УСЛОВИЯ ЗАДАНИЙ
A. Как часто, согласно отрывку о древнерусском восприятии красоты храма, в Константинополе выносят из храма икону Богородицы?
B. Продолжите отрывок о древнерусском восприятии красоты храма, начав сразу после его последнего предложения.

ФРАГМЕНТ ТЕКСТА
━━━━━━
В архитектуре книжников и авторов «Хождений» больше всего поражает красота. «Велми красен» – главная и традиционная оценка, встречающаяся в описаниях того времени храмов и монастырей как на Руси, так и иноземных. Компоненты красоты – это и декоративные украшения (шитье, сосуды из драгоценных материалов, облицовка, иконы и росписи), но также и некоторые характеристики собственно архитектуры: размеры храма, его высота, количество окон, дверей, колонн, иногда – характер сводов, другие элементы. Стефан Новгородец отмечает, например, что церковь в Студийском монастыре «велика велми и высока, полатою сведена». Автор «Хождения на Флорентийский собор» так выражает свое понимание красоты знаменитого Сан Марко в Венеции: «<…> и столпы в ней морованы, имущи мрамор всяк цветом; а иконы в ней чюдны, гречин писал мусиею, и до верху видети велми чюдно; а внутри резаны святые на мраморе велми хитро; а сама велика церковь» (486).

Средневековый русич представлял себе храм не как произведение архитектуры в современном (или новоевропейском) смысле этого понятия, а как целостное произведение строителей, живописцев, декораторов, вкладчиков драгоценных предметов и книг, а также певчих и священнослужителей. Только совместная деятельность всех этих людей приводила в конечном результате к тому, что древнерусский человек называл «красотой церковной». В последней же он видел выражение красоты более высокой – небесной, божественной – и прозревал в ней путь к этой вечной красоте.

Особое внимание авторов этого времени привлекали всевозможные культовые и церемониальные действа, которые в средние века играли важнейшую роль в культуре и были, как и в древности, предельно эстетизированы. Мудрость искусства открывалась в них древним русичам какими-то своими новыми ракурсами. Стефан Новгородец (XIV в.) описывает удивительное зрелище («чюдно велми зрети») выноса иконы Богородицы в Константинополе, написанной, по преданию, самим Лукой-евангелистом «с натуры», с самой Богоматери. При огромном стечении народа образ каждый вторник выносят из храма и ставят на плечи одному человеку стоймя. «<…> а он руце распрострет, аки распят, тако же и очи ему запровръжеть (закатятся), видети грозно, по буевищу (по площади) мычет (бросает) его семо и овамо, велми силно повертывает им, а он не помнит ся куды его икона носит». Затем ее так же подхватывает другой человек, третий, четвертый и все они «поют с диакы пение велико, а народ зовет «Господи, помилуй!» с плачем». В действе этом Стефан видит проявление божественной силы. Икона так тяжела, что ее выносят и ставят на плечи одному человеку семь или восемь человек, а тот ходит с ней, совершенно не ощущая ее тяжести (ПЛДР 4, 32; 34).
━━━━━━
ЗАПИСИ
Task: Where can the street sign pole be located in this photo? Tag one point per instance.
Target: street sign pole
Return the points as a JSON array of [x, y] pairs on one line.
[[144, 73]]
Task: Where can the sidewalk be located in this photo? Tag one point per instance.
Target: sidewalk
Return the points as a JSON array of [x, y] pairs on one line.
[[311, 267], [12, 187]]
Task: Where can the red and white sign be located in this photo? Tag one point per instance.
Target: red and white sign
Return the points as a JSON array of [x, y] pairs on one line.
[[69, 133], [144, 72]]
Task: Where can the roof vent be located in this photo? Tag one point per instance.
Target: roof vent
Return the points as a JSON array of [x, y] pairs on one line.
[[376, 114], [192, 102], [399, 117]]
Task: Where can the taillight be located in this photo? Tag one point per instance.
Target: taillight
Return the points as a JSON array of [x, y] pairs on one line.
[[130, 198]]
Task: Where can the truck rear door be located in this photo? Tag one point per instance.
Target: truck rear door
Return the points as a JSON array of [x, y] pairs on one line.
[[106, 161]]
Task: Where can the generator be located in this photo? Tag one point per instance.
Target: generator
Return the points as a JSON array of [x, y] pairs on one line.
━━━━━━
РЕШЁННЫЕ ЗАДАНИЯ
A. Каждый вторник.

B.
Анонимного суздальца, автора «Хождения на Флорентийский собор», в одном из монастырей Любека поразило представление, организованное, видимо, с помощью марионеток: «И увидехом ту мудрость недоуменну и несказанну: просте, яко жива, стоить Пречистая и Спаса дръжит на руце младенечным образом». По сигналу колокольчика слетает сверху ангел и возлагает венец на Марию; вверху движется звезда, как по небу, и вслед за ней идут волхвы. Они приносят дары Христу, поклоняются ему и Богородице. Христос же, обернувшись, благословляет их, тянется к дарам и, как младенец, играет на руках у матери. Волхвы кланяются и уходят, улетает и взявший венец ангел (472–474).

В еще большее удивление и восхищение пришел Авраамий Суздальский137, также находившийся в составе русского посольства на Флорентийском соборе, от театрализованных представлений «Благовещения» и «Вознесения» с применением хитроумной техники, устроенных во флорентийских храмах, по предположениям современных ученых, знаменитым Ф. Брунеллески. Авраамий подробнейшим образом описал эти действа, так что его записи (единственное дошедшее до нас описание очевидца), еще в прошлом столетии переведенные на немецкий, а затем и на итальянский язык, до сих пор служат главным источником для изучения этого интересного явления художественной культуры кватроченто. Столетие спустя после Авраамия механизм организации подобного представления «Благовещения» в церкви Сан Феличе ин Пьяцца описал с чисто технической стороны Дж. Вазари в «Жизнеописании Филиппо Брунеллеско»138. Авраамий же дал достаточно подробное (насколько он мог как зритель понять это) описание и механизма спектакля, и его хода, и своего непосредственного восприятия139.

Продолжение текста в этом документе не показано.